**WHAT TO DO:** The records below should be written out again, exactly.

**SUPPLIED ENTRIES:**
____
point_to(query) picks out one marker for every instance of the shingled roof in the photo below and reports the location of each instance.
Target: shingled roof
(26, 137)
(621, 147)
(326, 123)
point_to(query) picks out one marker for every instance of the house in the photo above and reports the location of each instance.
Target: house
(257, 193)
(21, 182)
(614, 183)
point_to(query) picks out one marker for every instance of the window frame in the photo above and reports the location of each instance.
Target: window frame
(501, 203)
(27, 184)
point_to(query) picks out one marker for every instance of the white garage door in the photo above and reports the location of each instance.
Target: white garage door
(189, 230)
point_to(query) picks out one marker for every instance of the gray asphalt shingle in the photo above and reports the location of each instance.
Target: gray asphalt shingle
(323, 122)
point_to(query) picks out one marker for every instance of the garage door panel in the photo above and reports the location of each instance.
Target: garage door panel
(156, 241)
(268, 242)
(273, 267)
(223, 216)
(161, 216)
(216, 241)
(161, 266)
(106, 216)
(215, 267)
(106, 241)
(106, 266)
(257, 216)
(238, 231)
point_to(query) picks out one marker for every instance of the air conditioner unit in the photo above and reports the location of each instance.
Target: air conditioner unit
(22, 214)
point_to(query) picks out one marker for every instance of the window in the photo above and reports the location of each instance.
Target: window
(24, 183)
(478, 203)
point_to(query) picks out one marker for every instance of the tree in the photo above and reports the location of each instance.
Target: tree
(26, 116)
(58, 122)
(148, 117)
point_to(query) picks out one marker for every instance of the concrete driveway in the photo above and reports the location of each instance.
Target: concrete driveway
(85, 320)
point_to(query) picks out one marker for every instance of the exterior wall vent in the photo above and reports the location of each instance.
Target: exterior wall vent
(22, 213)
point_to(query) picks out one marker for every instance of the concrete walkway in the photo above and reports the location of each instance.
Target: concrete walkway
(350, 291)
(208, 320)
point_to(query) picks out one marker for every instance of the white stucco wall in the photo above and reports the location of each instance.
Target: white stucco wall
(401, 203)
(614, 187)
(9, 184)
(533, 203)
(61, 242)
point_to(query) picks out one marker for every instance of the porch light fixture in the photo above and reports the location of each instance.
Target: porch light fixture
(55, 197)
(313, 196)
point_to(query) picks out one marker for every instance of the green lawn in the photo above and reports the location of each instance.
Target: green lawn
____
**ANSWER AREA:**
point_to(query) picks out one marker for every instance of the shingled roof in the photo below and reports the location of each instance.
Target: shingled roof
(26, 137)
(621, 147)
(326, 123)
point_to(query) picks out one marker for every instance of the house in the photo above and reports the location of each instance.
Target: house
(257, 193)
(21, 182)
(614, 183)
point_to(query) picks out one marker for every instance of the window frame in the photo above and reports the location of each instance.
Target: window frame
(501, 203)
(27, 184)
point_to(query) picks out one marker for every instance of the white garage door in the photo above and reports the location of each instance.
Target: white garage door
(189, 230)
point_to(query) picks out one marker for every instance of the gray asphalt shingle in the photo above and reports the location of each instance.
Target: gray asphalt shingle
(323, 122)
point_to(query) picks out one marker for every instance of the garage door panel in the photo above and reports the location of each instance.
Target: garage door panel
(156, 241)
(268, 242)
(273, 267)
(223, 216)
(161, 216)
(216, 241)
(161, 266)
(106, 216)
(215, 267)
(106, 241)
(106, 266)
(257, 216)
(238, 231)
point_to(query) picks out one marker for every instance of the air conditioner unit in the photo above and reports the location of each instance.
Target: air conditioner unit
(22, 214)
point_to(query) picks out one marker for every instance of the window in the photo above and reports the location of each instance.
Target: window
(24, 183)
(478, 203)
point_to(query) picks out one marker for every instance of the tree in the photo above and reports the location of each instance.
Target: tree
(26, 116)
(58, 122)
(148, 117)
point_to(query) picks out one marker for every instance of the concrete driveway in the photo above and reports the location of each instance.
Target: concrete driveway
(85, 320)
point_to(query) picks out one marker for every instance of the exterior wall vent in the photo above and reports the location of each instance.
Target: exterior wall vent
(22, 213)
point_to(query) picks out one marker for every instance of the concrete walkway in the photo above and reports the location of each instance.
Target: concrete walkway
(350, 291)
(208, 320)
point_to(query) picks out one marker for every instance of the white stucco wall in the photo above and reports the location of each instance.
Target: white stucco wall
(401, 203)
(614, 187)
(9, 184)
(533, 203)
(61, 242)
point_to(query) picks out one marker for every instance of the porch light fixture in the photo above and reports the location of each instance.
Target: porch light fixture
(55, 197)
(313, 196)
point_to(query) picks out one marker for every instance of the green lawn in the photo above and reports the location of each instance.
Target: green lawn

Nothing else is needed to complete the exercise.